# WHAT THE TASK REQUIRES:
Rewrite the lines below, replacing every "Detection Ticket" with "Label Request" and keeping everything else the same.

# DATA SHOWN:
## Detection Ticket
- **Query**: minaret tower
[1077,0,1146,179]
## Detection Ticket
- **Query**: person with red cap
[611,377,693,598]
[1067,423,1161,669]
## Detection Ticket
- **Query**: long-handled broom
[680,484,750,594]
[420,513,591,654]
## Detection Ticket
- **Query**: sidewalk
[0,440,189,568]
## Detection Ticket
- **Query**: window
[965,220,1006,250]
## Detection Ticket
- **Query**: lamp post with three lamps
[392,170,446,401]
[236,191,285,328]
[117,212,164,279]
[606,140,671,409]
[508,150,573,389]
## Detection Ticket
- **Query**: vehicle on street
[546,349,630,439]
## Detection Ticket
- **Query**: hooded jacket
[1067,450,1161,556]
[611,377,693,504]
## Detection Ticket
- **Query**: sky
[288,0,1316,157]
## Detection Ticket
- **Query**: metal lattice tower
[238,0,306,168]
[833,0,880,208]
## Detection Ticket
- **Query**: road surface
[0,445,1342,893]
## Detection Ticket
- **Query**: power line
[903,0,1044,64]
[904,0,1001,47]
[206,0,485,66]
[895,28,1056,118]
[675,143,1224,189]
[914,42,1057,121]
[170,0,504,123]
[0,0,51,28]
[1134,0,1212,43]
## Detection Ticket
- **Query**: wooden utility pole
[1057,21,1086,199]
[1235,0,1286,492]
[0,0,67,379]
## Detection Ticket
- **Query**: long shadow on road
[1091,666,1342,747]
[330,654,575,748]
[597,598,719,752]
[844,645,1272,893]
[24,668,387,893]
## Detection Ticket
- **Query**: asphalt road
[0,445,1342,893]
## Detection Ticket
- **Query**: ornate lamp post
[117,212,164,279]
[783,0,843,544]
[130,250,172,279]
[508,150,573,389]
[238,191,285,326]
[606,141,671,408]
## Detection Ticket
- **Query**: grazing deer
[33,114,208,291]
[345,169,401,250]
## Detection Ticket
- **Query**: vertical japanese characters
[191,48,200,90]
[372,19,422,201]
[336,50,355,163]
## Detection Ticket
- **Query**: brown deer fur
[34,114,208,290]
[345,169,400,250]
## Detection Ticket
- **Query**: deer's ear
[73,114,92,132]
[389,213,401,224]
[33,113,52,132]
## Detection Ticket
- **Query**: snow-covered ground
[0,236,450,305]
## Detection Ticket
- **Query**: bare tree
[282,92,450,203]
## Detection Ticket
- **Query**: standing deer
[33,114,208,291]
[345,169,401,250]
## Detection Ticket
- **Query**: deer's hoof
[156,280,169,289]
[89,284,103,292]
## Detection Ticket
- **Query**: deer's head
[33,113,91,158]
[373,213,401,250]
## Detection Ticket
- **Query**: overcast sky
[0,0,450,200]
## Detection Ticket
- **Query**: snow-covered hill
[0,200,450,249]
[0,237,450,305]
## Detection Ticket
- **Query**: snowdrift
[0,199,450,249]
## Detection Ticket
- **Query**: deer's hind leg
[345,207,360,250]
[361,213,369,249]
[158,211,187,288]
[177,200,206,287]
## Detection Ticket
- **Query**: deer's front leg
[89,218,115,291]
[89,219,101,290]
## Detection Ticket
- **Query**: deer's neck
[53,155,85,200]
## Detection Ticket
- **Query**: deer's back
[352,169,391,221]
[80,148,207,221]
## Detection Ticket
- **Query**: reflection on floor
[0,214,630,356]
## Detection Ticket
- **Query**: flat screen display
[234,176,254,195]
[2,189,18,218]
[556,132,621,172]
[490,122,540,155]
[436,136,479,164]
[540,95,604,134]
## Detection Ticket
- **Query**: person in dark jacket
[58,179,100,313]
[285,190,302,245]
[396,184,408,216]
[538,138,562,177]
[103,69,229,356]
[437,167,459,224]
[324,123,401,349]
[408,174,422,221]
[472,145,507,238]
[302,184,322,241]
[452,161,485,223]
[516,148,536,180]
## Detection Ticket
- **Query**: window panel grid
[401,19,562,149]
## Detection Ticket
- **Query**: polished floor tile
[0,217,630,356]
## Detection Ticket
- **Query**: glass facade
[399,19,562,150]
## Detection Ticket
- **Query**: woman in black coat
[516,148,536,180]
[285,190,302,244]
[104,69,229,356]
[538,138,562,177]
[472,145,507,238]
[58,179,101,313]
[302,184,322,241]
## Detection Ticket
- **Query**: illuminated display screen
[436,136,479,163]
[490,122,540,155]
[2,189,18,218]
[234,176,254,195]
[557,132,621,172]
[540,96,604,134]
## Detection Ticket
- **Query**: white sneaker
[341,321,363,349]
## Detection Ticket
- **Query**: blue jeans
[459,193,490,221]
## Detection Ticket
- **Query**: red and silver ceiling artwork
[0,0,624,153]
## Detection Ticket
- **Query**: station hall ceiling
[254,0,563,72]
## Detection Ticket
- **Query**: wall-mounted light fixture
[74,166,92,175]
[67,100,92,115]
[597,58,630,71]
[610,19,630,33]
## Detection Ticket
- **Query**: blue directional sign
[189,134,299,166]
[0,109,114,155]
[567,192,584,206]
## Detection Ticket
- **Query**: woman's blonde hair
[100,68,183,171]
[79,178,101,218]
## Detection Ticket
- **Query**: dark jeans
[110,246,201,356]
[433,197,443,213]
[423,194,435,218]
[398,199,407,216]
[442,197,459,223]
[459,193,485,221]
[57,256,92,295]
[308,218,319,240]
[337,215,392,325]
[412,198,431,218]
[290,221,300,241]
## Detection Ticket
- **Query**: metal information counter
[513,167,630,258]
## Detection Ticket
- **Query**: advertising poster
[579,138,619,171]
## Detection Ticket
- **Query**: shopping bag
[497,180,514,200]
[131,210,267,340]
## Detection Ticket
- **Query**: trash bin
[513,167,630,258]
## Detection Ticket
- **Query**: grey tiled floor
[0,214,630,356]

# THE ANSWER:
## Label Request
- **Query**: minaret tower
[1077,0,1146,179]
## Label Request
- **Query**: person with red cap
[611,377,693,598]
[1067,423,1161,669]
## Label Request
- **Query**: long-handled broom
[680,484,750,594]
[420,513,591,654]
## Label Request
- **Query**: sidewalk
[0,440,189,568]
## Label Request
- **Query**: window
[965,220,1006,250]
## Label Request
- **Query**: lamp post with three lamps
[392,170,446,401]
[236,191,285,328]
[117,212,164,279]
[606,140,671,409]
[508,150,573,389]
## Label Request
- **Query**: vehicle on street
[546,349,630,439]
## Label Request
- **Query**: hooded jacket
[1067,450,1161,556]
[611,377,693,504]
## Label Request
- **Query**: sky
[288,0,1316,157]
## Label Request
- **Query**: metal lattice tower
[238,0,306,168]
[833,0,880,208]
## Label Request
- **Query**: road surface
[0,445,1342,893]
## Label Request
- **Query**: power line
[903,0,1044,64]
[904,0,1001,47]
[206,0,485,66]
[895,28,1056,118]
[675,143,1224,189]
[914,42,1057,121]
[170,0,504,123]
[0,0,51,28]
[1134,0,1212,43]
## Label Request
- **Query**: wooden utility pole
[1057,21,1086,199]
[1235,0,1286,492]
[0,0,67,379]
## Label Request
- **Query**: long shadow on road
[1091,666,1342,747]
[330,654,575,748]
[597,598,719,752]
[844,645,1272,893]
[24,668,387,893]
## Label Request
- **Query**: asphalt road
[0,445,1342,893]
## Label Request
- **Query**: ornate lamp post
[117,212,164,279]
[783,0,843,544]
[130,250,172,279]
[508,150,573,389]
[238,191,285,326]
[606,141,671,408]
## Label Request
- **Query**: grazing deer
[33,114,208,291]
[345,169,401,250]
## Label Request
- **Query**: vertical japanese characters
[191,48,200,90]
[372,19,422,201]
[336,50,355,163]
## Label Request
- **Query**: brown deer fur
[34,114,208,290]
[345,169,400,250]
## Label Request
- **Query**: deer's ear
[73,114,92,132]
[389,213,401,224]
[33,113,52,132]
## Label Request
- **Query**: snow-covered ground
[0,236,450,305]
## Label Request
- **Query**: bare tree
[282,92,450,203]
## Label Request
- **Query**: standing deer
[33,114,208,291]
[345,169,401,250]
## Label Request
- **Query**: deer's hoof
[156,280,169,289]
[89,284,103,292]
## Label Request
- **Query**: deer's head
[33,113,91,158]
[373,213,401,250]
## Label Request
- **Query**: overcast sky
[0,0,450,200]
## Label Request
- **Query**: snow-covered hill
[0,200,450,249]
[0,237,450,305]
## Label Request
- **Query**: snowdrift
[0,199,450,249]
## Label Request
- **Query**: deer's hind leg
[345,207,360,250]
[361,213,369,249]
[158,211,187,288]
[177,200,206,287]
## Label Request
- **Query**: deer's front leg
[89,218,115,291]
[89,219,101,290]
## Label Request
- **Query**: deer's neck
[53,155,85,200]
## Label Request
- **Query**: deer's back
[352,169,391,221]
[80,148,207,221]
## Label Request
- **Query**: reflection on floor
[0,214,630,356]
## Label Request
- **Query**: flat screen display
[234,176,254,195]
[2,189,18,218]
[556,132,621,172]
[490,122,540,155]
[436,136,479,164]
[540,95,604,134]
## Label Request
- **Query**: person in dark jacket
[58,179,100,313]
[285,190,302,245]
[396,184,408,216]
[538,138,562,177]
[103,69,229,356]
[437,167,459,224]
[324,123,401,349]
[408,174,422,221]
[472,145,507,238]
[302,184,322,241]
[452,161,485,223]
[516,148,536,180]
## Label Request
- **Query**: window panel grid
[401,19,562,149]
## Label Request
- **Query**: polished floor tile
[0,217,630,356]
## Label Request
- **Query**: glass facade
[399,19,562,150]
## Label Request
- **Query**: woman in black coat
[516,148,536,180]
[285,190,302,244]
[104,69,229,356]
[538,138,562,177]
[472,145,507,238]
[58,179,101,313]
[302,184,322,241]
## Label Request
- **Query**: illuminated display screen
[436,136,479,163]
[490,122,540,155]
[2,189,18,218]
[234,176,254,195]
[557,132,621,172]
[540,96,604,134]
## Label Request
- **Query**: white sneaker
[341,321,363,349]
## Label Request
- **Query**: blue jeans
[459,193,490,221]
## Label Request
- **Query**: red and silver ceiling artwork
[0,0,624,153]
## Label Request
- **Query**: station hall ceiling
[254,0,563,72]
## Label Request
- **Query**: wall-mounted light fixture
[74,166,92,175]
[67,100,92,115]
[597,58,630,71]
[610,19,630,33]
## Label Request
- **Query**: blue directional sign
[189,134,299,166]
[0,109,114,155]
[567,192,584,206]
## Label Request
- **Query**: woman's blonde hair
[100,68,183,171]
[79,178,101,218]
## Label Request
- **Query**: dark jeans
[110,246,201,356]
[433,197,443,213]
[423,194,435,218]
[398,199,407,216]
[442,197,459,223]
[459,193,485,221]
[57,256,92,295]
[308,218,319,240]
[337,215,392,325]
[412,198,431,218]
[290,221,300,241]
## Label Request
- **Query**: metal information counter
[513,167,630,258]
## Label Request
- **Query**: advertising poster
[579,138,619,171]
## Label Request
- **Query**: shopping bag
[497,180,514,200]
[131,210,267,340]
## Label Request
- **Query**: trash bin
[513,167,630,258]
## Label Request
- **Query**: grey tiled floor
[0,214,630,356]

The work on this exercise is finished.